== PAGE EXTRACT ==
────

Lift this burger at your peril, and watch as the Donkey sauce—Fieri’s siggie combination of mayonnaise, Worcestershire, mustard and roasted garlic—ruins your shirt, and quite possibly your mood. But the masses have spoken, again and again, with awards and endless greasy-lip accolades from the likes of Rachel Ray.
Properly dissected, the burger is a delicious encounter with varied flavors, lightly intermingled in the separation. The bacon, for example, is revealed as a full-flavored glory of smokiness met with a hint of dripping cheese-tang excess.
As for Guy Fieri himself, if I was forced to explain the situation to Aunt Mary, it seems that he was kind of run out of his own hometown. His proposed winery/event center conjured images of unhinged biker bacchanals and terrified citizenry forced to endure Twisted Sister winetasting events. The burger can stay, but Guy’s got to go. And so he went.
Aunt Mary wouldn’t have liked that version of events. She loved Guy, and I worried that she loved him more than she loved me.

────

Dataset rows:
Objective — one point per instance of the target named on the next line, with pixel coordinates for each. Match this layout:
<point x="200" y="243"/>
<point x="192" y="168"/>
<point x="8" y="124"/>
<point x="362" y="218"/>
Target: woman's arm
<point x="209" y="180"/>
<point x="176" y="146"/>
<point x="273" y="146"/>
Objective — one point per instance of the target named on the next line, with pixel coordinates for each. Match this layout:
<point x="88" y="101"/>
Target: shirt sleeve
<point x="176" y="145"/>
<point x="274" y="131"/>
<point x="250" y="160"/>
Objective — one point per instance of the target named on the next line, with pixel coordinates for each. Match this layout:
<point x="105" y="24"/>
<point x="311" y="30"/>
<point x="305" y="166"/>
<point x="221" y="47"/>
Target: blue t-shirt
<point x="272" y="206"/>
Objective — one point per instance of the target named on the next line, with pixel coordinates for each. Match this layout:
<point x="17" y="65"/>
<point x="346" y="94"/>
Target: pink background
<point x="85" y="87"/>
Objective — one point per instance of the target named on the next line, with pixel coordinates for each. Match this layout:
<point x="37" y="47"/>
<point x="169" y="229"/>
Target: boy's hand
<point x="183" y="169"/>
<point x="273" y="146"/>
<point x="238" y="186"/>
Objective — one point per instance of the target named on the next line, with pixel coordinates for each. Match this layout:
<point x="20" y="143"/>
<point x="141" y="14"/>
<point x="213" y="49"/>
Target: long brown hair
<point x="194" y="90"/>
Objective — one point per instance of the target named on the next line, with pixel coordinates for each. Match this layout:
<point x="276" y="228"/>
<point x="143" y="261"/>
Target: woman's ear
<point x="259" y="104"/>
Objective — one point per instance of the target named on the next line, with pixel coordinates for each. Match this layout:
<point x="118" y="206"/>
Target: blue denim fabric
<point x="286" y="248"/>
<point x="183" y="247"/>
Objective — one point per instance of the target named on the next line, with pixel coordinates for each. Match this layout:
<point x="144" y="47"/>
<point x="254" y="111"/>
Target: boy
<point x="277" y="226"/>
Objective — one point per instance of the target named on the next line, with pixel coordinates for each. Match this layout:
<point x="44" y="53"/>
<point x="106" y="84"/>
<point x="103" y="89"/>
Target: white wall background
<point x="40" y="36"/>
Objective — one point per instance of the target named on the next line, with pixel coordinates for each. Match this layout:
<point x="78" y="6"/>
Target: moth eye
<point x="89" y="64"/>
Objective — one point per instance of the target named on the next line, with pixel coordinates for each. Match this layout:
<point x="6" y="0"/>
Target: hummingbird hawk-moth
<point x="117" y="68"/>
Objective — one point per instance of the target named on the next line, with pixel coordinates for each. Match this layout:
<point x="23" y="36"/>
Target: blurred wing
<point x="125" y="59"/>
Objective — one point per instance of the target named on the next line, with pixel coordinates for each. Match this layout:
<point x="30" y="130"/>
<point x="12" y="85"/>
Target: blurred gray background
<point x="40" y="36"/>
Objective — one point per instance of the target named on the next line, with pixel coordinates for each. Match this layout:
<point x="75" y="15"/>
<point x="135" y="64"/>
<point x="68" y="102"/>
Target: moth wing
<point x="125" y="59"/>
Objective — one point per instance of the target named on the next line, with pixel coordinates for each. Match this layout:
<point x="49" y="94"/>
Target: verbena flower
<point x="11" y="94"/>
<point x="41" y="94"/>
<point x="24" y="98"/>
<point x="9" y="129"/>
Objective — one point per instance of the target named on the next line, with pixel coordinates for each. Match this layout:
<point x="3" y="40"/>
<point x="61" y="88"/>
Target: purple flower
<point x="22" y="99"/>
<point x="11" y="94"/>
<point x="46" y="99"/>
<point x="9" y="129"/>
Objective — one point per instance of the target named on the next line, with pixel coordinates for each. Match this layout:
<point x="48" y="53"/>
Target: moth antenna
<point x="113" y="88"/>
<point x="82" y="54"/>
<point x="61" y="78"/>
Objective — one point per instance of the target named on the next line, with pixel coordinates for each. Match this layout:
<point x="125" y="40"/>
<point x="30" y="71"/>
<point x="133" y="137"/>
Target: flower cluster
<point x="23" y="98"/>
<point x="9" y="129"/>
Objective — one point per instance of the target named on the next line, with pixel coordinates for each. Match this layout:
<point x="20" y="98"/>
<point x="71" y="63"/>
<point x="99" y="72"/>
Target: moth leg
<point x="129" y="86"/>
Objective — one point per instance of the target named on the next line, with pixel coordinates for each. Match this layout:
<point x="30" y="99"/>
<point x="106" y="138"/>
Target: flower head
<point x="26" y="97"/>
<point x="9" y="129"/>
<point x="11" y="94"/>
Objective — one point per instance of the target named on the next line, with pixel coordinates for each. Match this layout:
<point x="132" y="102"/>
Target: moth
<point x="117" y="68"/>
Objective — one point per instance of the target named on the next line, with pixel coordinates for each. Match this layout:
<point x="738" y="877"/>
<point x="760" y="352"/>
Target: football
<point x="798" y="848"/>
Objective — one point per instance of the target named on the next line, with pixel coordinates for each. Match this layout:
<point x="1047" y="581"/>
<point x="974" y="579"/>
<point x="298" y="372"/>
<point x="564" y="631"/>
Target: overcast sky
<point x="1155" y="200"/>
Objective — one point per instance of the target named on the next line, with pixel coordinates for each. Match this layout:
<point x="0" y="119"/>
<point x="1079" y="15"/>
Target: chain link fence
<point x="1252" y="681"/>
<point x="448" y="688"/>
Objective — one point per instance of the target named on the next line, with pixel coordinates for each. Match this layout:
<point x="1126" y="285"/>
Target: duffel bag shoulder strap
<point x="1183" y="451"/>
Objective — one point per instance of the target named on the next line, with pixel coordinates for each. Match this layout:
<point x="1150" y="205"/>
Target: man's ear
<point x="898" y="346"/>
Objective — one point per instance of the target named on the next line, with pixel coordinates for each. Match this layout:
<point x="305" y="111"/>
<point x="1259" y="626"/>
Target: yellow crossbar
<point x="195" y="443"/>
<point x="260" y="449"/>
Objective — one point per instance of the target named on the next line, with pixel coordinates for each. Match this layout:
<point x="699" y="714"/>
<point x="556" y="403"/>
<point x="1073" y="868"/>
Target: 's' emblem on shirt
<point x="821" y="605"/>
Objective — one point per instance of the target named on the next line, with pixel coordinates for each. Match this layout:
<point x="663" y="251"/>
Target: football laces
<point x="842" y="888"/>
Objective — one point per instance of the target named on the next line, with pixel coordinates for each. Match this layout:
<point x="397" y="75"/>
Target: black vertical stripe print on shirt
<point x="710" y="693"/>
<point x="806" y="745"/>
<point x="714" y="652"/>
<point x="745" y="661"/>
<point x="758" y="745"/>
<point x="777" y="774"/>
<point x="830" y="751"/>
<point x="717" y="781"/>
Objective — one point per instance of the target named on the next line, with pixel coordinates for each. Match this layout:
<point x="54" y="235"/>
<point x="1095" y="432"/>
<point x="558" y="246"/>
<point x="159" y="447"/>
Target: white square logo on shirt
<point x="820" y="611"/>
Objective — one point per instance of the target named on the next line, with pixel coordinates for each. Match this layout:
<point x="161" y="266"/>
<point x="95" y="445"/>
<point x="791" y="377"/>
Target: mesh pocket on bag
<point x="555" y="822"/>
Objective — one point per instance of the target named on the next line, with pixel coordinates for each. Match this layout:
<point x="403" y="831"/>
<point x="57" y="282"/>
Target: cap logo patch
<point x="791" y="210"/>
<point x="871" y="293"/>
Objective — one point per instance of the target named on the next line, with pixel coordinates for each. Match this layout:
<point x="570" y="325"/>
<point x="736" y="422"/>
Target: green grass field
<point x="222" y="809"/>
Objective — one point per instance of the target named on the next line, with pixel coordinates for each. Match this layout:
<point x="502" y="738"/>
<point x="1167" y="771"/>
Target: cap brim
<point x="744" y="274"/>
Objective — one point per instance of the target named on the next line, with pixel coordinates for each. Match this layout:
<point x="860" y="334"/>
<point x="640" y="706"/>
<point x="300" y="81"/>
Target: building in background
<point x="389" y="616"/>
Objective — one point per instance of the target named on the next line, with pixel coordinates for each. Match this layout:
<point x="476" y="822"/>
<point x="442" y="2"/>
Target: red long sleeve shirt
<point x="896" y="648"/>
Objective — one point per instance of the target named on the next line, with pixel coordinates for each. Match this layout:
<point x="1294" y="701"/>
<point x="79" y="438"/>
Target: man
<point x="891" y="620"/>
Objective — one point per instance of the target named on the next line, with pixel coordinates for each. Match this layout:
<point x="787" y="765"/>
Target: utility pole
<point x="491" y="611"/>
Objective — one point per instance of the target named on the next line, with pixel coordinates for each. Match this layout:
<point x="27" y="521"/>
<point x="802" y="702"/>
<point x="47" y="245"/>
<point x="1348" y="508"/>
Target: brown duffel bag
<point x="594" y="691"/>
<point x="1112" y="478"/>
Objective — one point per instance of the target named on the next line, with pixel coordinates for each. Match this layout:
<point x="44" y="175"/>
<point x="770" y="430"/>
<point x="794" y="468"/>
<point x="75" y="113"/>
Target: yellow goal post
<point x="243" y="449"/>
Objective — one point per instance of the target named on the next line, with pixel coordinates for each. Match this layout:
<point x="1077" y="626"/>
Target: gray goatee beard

────

== SET PROBLEM 1 ==
Rewrite the burger review from "Lift this burger" up to and including "dripping cheese-tang excess.", changing "bacon" to "pancetta".
== SET PROBLEM 2 ==
Pull out every line of the rows that contains the string "yellow", matching case exactly.
The burger review and the rows are unrelated to each other.

== EXPECTED ANSWER 1 ==
Lift this burger at your peril, and watch as the Donkey sauce—Fieri’s siggie combination of mayonnaise, Worcestershire, mustard and roasted garlic—ruins your shirt, and quite possibly your mood. But the masses have spoken, again and again, with awards and endless greasy-lip accolades from the likes of Rachel Ray.
Properly dissected, the burger is a delicious encounter with varied flavors, lightly intermingled in the separation. The pancetta, for example, is revealed as a full-flavored glory of smokiness met with a hint of dripping cheese-tang excess.

== EXPECTED ANSWER 2 ==
Target: yellow crossbar
Target: yellow goal post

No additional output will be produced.